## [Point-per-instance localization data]
•••••

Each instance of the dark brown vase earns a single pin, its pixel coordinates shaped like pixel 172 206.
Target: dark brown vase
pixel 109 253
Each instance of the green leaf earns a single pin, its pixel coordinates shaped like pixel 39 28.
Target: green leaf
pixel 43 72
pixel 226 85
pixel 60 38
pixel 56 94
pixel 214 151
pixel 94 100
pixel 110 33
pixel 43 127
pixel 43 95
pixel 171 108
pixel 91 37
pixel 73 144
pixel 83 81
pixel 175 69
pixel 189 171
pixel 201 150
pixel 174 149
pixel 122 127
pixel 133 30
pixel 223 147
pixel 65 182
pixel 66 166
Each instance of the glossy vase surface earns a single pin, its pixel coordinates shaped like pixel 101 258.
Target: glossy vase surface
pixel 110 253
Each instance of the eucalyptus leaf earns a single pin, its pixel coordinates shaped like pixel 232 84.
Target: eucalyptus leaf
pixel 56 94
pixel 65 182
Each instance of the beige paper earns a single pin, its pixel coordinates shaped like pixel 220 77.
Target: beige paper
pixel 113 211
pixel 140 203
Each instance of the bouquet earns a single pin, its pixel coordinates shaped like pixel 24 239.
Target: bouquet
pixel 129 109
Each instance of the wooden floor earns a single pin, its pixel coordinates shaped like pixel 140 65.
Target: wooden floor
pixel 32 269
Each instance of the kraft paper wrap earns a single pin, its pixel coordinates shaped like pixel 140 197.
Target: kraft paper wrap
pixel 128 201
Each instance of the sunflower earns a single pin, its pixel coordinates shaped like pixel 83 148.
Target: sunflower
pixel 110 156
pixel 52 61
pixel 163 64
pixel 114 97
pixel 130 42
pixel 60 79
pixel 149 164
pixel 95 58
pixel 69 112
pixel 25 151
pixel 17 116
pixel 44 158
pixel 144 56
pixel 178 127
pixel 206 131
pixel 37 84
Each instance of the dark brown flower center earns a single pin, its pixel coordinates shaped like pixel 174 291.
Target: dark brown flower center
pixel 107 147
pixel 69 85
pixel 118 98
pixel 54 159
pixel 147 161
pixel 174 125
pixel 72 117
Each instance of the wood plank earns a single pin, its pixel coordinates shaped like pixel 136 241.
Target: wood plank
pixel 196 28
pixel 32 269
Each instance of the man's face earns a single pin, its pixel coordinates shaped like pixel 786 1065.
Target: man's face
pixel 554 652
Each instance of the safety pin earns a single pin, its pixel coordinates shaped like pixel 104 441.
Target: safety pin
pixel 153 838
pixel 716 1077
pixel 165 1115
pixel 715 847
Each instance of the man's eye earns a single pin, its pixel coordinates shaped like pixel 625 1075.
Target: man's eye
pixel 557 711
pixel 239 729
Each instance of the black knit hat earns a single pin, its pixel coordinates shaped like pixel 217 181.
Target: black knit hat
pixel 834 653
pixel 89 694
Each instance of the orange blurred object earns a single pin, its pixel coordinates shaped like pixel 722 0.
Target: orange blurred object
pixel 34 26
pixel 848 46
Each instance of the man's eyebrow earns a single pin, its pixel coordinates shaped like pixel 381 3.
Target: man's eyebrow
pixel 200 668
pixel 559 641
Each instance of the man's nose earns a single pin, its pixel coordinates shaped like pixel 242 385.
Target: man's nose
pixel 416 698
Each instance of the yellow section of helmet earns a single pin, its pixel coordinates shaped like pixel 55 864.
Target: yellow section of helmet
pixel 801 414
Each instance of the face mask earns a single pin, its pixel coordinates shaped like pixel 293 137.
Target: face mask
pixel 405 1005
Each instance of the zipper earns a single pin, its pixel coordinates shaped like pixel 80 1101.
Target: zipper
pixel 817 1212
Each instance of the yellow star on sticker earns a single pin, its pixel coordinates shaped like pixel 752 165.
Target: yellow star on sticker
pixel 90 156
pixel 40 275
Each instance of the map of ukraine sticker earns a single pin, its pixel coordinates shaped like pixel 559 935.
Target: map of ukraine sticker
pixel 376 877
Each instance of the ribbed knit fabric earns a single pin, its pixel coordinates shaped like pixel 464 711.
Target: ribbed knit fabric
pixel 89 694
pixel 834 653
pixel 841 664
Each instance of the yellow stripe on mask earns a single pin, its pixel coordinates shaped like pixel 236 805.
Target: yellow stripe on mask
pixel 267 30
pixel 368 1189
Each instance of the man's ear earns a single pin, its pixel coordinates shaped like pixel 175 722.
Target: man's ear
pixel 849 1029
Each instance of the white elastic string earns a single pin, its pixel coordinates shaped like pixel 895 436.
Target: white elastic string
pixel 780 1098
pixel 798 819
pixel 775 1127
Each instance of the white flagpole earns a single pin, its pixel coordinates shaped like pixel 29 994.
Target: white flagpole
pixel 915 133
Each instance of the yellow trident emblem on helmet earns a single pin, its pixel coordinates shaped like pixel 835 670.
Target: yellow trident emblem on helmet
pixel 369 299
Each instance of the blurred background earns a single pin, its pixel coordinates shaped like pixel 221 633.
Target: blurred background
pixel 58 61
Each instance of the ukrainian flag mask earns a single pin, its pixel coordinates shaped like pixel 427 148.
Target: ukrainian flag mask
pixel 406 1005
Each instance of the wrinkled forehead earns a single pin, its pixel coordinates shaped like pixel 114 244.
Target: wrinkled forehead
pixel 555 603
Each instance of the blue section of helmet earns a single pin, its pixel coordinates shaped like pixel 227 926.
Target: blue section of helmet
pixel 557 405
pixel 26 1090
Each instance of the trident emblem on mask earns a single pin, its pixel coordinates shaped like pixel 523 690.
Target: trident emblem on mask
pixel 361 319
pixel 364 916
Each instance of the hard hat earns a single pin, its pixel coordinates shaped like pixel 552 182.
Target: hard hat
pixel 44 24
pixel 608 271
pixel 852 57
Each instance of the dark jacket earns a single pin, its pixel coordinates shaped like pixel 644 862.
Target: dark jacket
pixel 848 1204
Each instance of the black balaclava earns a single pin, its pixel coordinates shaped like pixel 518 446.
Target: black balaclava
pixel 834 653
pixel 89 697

•••••

## [Task statement]
Would you repeat each line above exactly as it stands?

## [Response area]
Each instance of the dark brown vase earns a single pin, its pixel coordinates shaped like pixel 172 206.
Target: dark brown vase
pixel 109 253
Each instance of the green leaf earns a single pin, its pixel coordinates shaped like pixel 39 28.
Target: green leaf
pixel 43 72
pixel 226 85
pixel 60 38
pixel 56 94
pixel 214 151
pixel 94 100
pixel 110 33
pixel 43 127
pixel 43 95
pixel 171 108
pixel 91 37
pixel 73 144
pixel 83 81
pixel 175 69
pixel 189 171
pixel 201 150
pixel 174 149
pixel 122 127
pixel 133 30
pixel 223 147
pixel 65 182
pixel 66 166
Each instance of the glossy vase surface earns a single pin, its pixel coordinates shaped like pixel 101 258.
Target: glossy vase surface
pixel 110 253
Each instance of the eucalyptus leaf earns a single pin, its pixel coordinates shaped like pixel 232 84.
Target: eucalyptus leaf
pixel 56 94
pixel 65 182
Each instance of the beige paper earns a single pin, its pixel coordinates shaped like pixel 220 77.
Target: beige paper
pixel 113 211
pixel 140 203
Each instance of the bouquet earns a single pin, its pixel coordinates shaped like pixel 24 239.
Target: bouquet
pixel 129 109
Each instance of the wooden floor earns a single pin, its pixel coordinates shaped like pixel 140 65.
Target: wooden floor
pixel 32 269
Each instance of the kraft paper wrap earns a single pin, its pixel coordinates shaped like pixel 140 197.
Target: kraft paper wrap
pixel 128 201
Each instance of the sunflower earns a single pin, its pixel coordinates shaped like pixel 83 148.
Target: sunflower
pixel 110 156
pixel 52 61
pixel 163 64
pixel 114 97
pixel 130 42
pixel 60 79
pixel 149 164
pixel 95 58
pixel 69 112
pixel 25 151
pixel 17 116
pixel 44 158
pixel 144 56
pixel 178 127
pixel 206 131
pixel 37 84
Each instance of the dark brown flower center earns a single pin, its pixel coordinates shaped like pixel 174 291.
Target: dark brown flower center
pixel 107 147
pixel 69 85
pixel 118 98
pixel 54 159
pixel 147 161
pixel 174 125
pixel 72 117
Each instance of the wood plank earns a single pin, its pixel coordinates shaped like pixel 136 241.
Target: wood plank
pixel 196 28
pixel 32 269
Each instance of the man's face earns a single pin, its pixel coordinates shaped like pixel 786 1065.
Target: man's face
pixel 554 652
Each instance of the safety pin earns a single pin, its pixel coordinates shaped like pixel 104 441.
Target: safety pin
pixel 153 838
pixel 716 1077
pixel 165 1115
pixel 715 847
Each instance of the man's eye earns a single pin, its pixel coordinates shaped like pixel 625 1075.
Target: man's eye
pixel 557 711
pixel 239 729
Each instance of the black knit hat earns a single pin, its pixel coordinates shaped like pixel 217 181.
Target: black knit hat
pixel 834 653
pixel 89 694
Each instance of the orange blurred object earns a single pin, its pixel coordinates shaped like pixel 722 0.
Target: orange blurred object
pixel 34 26
pixel 848 46
Each instance of the man's eyebrow earns a single pin, its pixel coordinates shaped like pixel 381 3.
Target: man's eyebrow
pixel 200 668
pixel 559 641
Each instance of the man's nose earns a single pin, its pixel coordinates shaped like pixel 242 385.
Target: man's nose
pixel 416 698
Each instance of the yellow section of helmet earns a single pin, its pixel coordinates shaped like pixel 55 864.
Target: yellow section of helmet
pixel 801 414
Each instance of the face mask earns a single pin, its pixel coordinates shaped like pixel 293 137.
Target: face mask
pixel 405 1005
Each instance of the zipper earns a single pin, its pixel coordinates shaped like pixel 80 1101.
Target: zipper
pixel 817 1212
Each instance of the yellow star on sticker earns a single pin, its pixel coordinates shaped like pixel 752 165.
Target: yellow star on sticker
pixel 90 156
pixel 40 275
Each instance of the map of ukraine sticker earns a single pin, its pixel coordinates shaped like pixel 559 935.
Target: map of ukraine sticker
pixel 376 877
Each instance of the ribbed knit fabric earns a single pin, its pixel coordinates shaped like pixel 464 711.
Target: ribbed knit fabric
pixel 89 694
pixel 834 653
pixel 841 664
Each instance of the yellow stripe on mask earns a single pin, its pixel coordinates shaped like pixel 236 805.
Target: yellow stripe on mask
pixel 267 30
pixel 368 1189
Each instance of the man's ear earns a single pin, its pixel coordinates shaped like pixel 175 722.
Target: man's ear
pixel 849 1029
Each instance of the white elastic string earns a single pin, its pixel coordinates shaped like pixel 895 436.
Target: white elastic string
pixel 780 1098
pixel 798 819
pixel 775 1127
Each instance of the white flagpole earns a single pin, its pixel coordinates shaped like pixel 29 994.
Target: white flagpole
pixel 915 133
Each instance of the yellow trident emblem on helmet earns a single pin, its pixel coordinates shaped like pixel 835 670.
Target: yellow trident emblem on helmet
pixel 369 299
Each instance of the blurred background earns a single pin, its pixel coordinates shaped like pixel 221 633.
Target: blurred background
pixel 58 61
Each instance of the ukrainian flag mask earns a single pin, its pixel coordinates shaped like pixel 427 148.
Target: ukrainian flag mask
pixel 406 1005
Each instance of the wrinkled forehead earns a single pin, its pixel coordinates shaped like pixel 114 244.
Target: wrinkled forehead
pixel 555 603
Each instance of the blue section of helmet earns a single pin, its pixel coordinates shaped like pixel 227 926.
Target: blue section of helmet
pixel 557 405
pixel 26 1090
Each instance of the trident emblem on mask earns a single pin, its pixel coordinates shaped like pixel 523 690.
Target: trident emblem on mask
pixel 361 319
pixel 364 916
Each instance of the hard hat earns a single pin, its pixel coordinates shaped like pixel 552 182.
Target: hard hat
pixel 44 24
pixel 608 271
pixel 852 57
Each instance of the dark jacket earns a single pin, its pixel coordinates shaped like pixel 644 862.
Target: dark jacket
pixel 848 1204
Each instance of the black balaclava earns a single pin, its pixel coordinates shaped like pixel 518 446.
Target: black balaclava
pixel 834 653
pixel 89 697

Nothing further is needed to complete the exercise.